What is expected: Every line of the records below that holds the word "segment" should be copied out.
Data under study Block Start
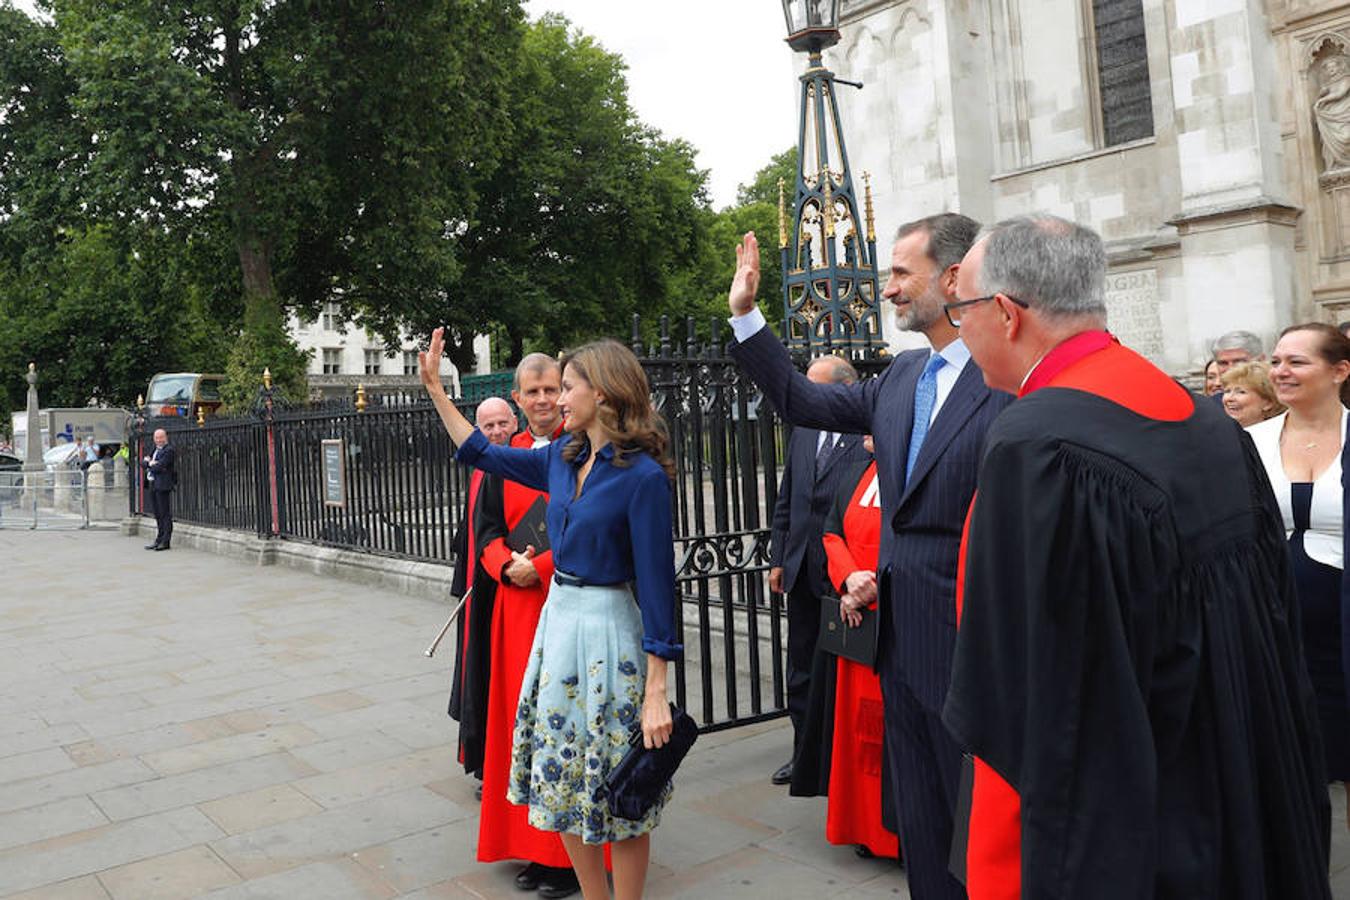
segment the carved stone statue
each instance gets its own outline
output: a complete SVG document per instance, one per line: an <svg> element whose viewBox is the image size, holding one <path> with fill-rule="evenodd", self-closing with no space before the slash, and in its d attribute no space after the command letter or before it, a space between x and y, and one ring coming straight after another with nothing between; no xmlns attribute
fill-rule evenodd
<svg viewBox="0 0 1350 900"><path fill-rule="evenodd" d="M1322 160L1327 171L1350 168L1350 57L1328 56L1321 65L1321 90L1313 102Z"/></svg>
Data under study Block End
Data under study Block Start
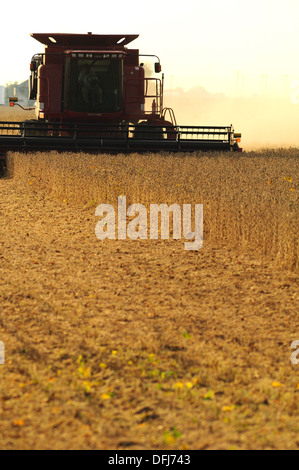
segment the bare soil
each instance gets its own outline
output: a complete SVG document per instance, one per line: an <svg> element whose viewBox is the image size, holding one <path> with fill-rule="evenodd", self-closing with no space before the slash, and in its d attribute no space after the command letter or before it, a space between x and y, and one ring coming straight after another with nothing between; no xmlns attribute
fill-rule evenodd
Data under study Block End
Data under study Block Start
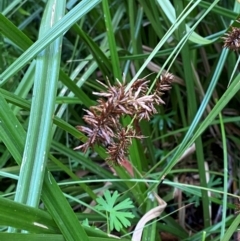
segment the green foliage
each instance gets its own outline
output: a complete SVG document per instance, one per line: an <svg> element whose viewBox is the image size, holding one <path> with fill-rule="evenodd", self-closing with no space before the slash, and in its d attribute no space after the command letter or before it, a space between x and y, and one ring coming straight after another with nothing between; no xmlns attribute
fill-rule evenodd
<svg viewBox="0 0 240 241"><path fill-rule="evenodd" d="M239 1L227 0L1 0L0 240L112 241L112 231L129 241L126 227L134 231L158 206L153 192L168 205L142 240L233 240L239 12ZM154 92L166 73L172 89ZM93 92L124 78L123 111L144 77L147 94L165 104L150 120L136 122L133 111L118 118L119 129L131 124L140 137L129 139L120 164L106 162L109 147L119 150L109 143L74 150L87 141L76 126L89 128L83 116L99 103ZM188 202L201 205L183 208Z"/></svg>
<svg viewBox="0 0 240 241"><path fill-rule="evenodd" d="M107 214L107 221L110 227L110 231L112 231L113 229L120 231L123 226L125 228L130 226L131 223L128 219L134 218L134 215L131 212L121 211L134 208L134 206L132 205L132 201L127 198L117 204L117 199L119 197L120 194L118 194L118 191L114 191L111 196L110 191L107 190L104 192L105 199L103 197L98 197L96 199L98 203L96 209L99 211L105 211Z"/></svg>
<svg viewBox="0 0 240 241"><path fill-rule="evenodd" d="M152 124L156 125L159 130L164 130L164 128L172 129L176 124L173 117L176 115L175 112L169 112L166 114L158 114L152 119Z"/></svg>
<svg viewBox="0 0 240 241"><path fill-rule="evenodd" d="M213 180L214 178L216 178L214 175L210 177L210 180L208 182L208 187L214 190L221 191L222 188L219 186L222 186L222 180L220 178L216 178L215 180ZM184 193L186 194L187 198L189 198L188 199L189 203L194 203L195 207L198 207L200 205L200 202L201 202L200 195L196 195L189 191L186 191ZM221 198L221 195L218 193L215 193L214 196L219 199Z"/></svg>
Data under study Block End
Response to this task:
segment the carved stone statue
segment the bare soil
segment the green foliage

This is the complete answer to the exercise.